[Collected data]
****************************************

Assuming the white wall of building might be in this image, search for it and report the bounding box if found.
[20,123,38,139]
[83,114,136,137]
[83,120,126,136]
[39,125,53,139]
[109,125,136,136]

****************************************

Restate the data word for word.

Assuming the white wall of building might be in this image, search for it and report the bounding box if found.
[20,123,38,139]
[83,114,136,137]
[83,120,126,136]
[39,125,53,139]
[109,125,136,136]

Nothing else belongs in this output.